Görev listesi
1: İstanbul trafiği metnine göre aşağıdaki ifadelerin her biri doğru mu? Her biri için evet ya da hayır yazın ve kararı belirleyen sözleri metinden aynen alıntılayın.
(a) Alman kadın, İstanbul'da trafik sorunu yaratacak kadar araba olup olmadığını sordu.
(b) Alman kadın, şaka yapıldığını kendi başına fark etti.
(c) Kadıköy'den Göztepe'ye bir saatte gidildiği hatırlanıyor.
2: İstanbul trafiği metninde adı geçen bütün yer adlarını sıralayın.

Metin bölümü

Bi alman kadın bi barda bikaç kişi muhabbet ederken, "istanbul trafiği falan diyosun da, istanbul da trafik problemi yaratacak kadar araba var mı?!" diye sormuştu...ben de yok ben trafikten bahsettim, arabadan diil, bizdeki trafiği develer yapıyo, çok deve var istanbul'da, demiştim...önce cidden inanacak gibi oldu, masada oturan bi başka kadın, dalga geçiyo seninle, diyince uyandı ve çok bozuldu.

Ama bu soruya hayatımda gerçekten bi kere muhattap oldum, ben.
dünyada sağ şeritten gelen aracın size "yol ver" diye selektör yapabileceği tek trafiktir.
kadıköy'den göztepe'ye 1 saatte gittiğimi hatırlarım.

Satırlar

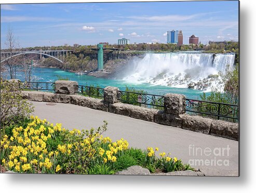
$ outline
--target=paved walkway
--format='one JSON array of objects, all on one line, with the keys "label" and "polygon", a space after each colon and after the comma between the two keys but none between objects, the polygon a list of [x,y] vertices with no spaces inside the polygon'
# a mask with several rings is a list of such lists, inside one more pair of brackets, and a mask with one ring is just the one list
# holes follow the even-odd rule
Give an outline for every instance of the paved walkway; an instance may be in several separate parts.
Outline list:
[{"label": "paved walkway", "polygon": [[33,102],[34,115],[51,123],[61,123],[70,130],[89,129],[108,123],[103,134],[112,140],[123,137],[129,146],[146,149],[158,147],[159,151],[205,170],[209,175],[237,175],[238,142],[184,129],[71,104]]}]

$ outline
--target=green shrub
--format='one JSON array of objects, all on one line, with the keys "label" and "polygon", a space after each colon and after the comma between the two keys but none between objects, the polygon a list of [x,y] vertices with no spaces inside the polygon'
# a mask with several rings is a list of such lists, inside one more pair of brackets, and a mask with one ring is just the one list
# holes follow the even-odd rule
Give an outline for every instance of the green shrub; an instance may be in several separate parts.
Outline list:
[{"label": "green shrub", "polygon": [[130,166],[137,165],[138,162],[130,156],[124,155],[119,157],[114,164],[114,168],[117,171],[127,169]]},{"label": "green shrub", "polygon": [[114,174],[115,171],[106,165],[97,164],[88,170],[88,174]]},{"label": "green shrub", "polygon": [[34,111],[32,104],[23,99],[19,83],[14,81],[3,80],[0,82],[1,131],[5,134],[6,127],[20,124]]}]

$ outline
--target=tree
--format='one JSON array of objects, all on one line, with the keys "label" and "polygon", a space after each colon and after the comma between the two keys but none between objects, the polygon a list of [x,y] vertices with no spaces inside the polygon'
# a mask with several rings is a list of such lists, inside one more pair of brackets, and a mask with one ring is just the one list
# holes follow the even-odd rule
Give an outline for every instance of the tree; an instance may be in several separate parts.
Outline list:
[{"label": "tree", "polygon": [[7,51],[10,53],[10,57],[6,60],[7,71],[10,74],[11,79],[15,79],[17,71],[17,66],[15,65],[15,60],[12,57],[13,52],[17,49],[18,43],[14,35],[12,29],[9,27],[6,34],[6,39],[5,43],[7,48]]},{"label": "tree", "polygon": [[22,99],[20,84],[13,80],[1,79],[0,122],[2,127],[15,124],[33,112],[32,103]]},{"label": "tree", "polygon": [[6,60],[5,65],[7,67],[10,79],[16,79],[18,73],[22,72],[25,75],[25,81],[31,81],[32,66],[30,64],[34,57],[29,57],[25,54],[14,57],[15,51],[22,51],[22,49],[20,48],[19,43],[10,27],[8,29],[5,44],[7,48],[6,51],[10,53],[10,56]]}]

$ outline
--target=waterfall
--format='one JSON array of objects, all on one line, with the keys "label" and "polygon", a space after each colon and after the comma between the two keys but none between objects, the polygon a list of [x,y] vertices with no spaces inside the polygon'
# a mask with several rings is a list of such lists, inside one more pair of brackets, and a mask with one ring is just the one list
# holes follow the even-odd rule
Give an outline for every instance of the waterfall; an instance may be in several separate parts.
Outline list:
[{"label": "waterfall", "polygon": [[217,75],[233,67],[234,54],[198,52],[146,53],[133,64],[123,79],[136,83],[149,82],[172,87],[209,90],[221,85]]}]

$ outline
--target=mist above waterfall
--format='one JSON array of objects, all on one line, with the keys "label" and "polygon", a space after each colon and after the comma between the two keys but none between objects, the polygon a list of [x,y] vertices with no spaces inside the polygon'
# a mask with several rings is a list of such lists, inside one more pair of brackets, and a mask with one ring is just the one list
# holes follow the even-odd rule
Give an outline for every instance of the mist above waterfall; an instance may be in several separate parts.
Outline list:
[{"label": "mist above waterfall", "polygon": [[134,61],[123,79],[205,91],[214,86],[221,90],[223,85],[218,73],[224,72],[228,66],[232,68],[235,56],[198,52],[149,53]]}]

Görevlerin cevapları
1:
(a) Evet: "istanbul da trafik problemi yaratacak kadar araba var mı?!"
(b) Hayır: "masada oturan bi başka kadın, dalga geçiyo seninle, diyince uyandı"
(c) Evet: "kadıköy'den göztepe'ye 1 saatte gittiğimi hatırlarım."

2: istanbul, kadıköy, göztepe